Exercise directions. Repeat the whole listing below, word for word.

Supplied records.
Segment Open
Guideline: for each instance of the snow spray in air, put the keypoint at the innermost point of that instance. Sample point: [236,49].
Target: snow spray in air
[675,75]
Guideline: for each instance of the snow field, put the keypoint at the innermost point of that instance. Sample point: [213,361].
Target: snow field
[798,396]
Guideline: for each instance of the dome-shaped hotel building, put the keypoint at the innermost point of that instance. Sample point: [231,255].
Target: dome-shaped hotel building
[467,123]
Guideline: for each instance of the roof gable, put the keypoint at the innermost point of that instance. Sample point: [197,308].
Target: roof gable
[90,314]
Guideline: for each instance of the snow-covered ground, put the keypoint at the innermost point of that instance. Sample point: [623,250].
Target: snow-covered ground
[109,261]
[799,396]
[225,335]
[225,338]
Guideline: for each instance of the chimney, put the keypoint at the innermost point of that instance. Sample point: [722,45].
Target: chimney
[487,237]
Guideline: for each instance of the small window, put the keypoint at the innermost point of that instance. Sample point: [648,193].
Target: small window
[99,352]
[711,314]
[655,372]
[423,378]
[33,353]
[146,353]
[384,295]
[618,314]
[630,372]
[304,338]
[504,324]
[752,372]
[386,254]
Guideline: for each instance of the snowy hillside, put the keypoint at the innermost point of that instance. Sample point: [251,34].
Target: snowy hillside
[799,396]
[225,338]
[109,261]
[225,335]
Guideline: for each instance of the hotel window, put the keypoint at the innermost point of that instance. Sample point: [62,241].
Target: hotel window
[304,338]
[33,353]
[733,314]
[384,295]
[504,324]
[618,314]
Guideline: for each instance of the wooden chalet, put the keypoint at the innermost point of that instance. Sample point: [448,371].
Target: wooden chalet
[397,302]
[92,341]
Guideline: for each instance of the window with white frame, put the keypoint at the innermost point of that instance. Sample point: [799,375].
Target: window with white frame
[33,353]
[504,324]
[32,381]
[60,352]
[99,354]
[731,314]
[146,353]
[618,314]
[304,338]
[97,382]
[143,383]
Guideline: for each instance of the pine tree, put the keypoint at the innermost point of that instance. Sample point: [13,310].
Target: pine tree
Segment Closed
Result of the task.
Guideline: for each instance of the snow spray in air, put the keypoint at the innermost point of that instance. Sample point: [236,49].
Target: snow spray in air
[675,75]
Guideline: for each instance of the snow field, put the keypoint at the innermost point of that instance. Sample point: [213,361].
Target: snow field
[798,396]
Guideline: for each instance of the dome-shaped hotel building, put the keypoint at the innermost point of that instance. Sample point: [231,255].
Target: dome-shaped hotel building
[467,123]
Guideline: for each instance of the roof gable, put the keypoint at the innermost point of that instance. Sample point: [197,308].
Target: roof gable
[90,314]
Guideline: for each instance of the snow-covered ground, put the keypoint at the innermost point of that instance. Sample point: [623,250].
Target: snow-covered ground
[109,261]
[799,396]
[225,335]
[225,338]
Guideline: for each instance of the chimney, put the keypoint at the innermost point of that instance. Sample point: [722,45].
Target: chimney
[487,237]
Guideline: for each instance of the small window, put the keypoint at the innermost point of that instance. Sample point: [648,193].
Target: small window
[99,352]
[711,314]
[655,372]
[423,378]
[33,353]
[146,353]
[384,295]
[618,314]
[630,372]
[304,338]
[504,324]
[752,372]
[386,254]
Guideline: for each instance of the snowy hillside, put the keypoint at the innermost point of that instance. Sample point: [251,34].
Target: snowy hillside
[799,396]
[225,338]
[109,261]
[225,335]
Guideline: for each instance of the hotel window, put the keypoint at the innermost point of that instance. Sample point: [62,241].
Target: hotel window
[304,338]
[33,353]
[733,314]
[384,295]
[504,324]
[618,314]
Guideline: for each instance of the wooden chalet, put the keypoint at the innermost point of that instance. Sample point: [448,371].
Target: wooden chalet
[397,302]
[92,341]
Guideline: for each instance of the window with white frame, put the keypoint at the innermost point of that instance. Sample point: [799,375].
Target: window with white frame
[33,353]
[504,324]
[32,381]
[60,352]
[99,354]
[731,314]
[146,353]
[618,314]
[304,338]
[97,382]
[143,383]
Guideline: for each instance of the pine tree, put the keypoint at the innermost point of that instance. Sample point: [13,310].
Target: pine tree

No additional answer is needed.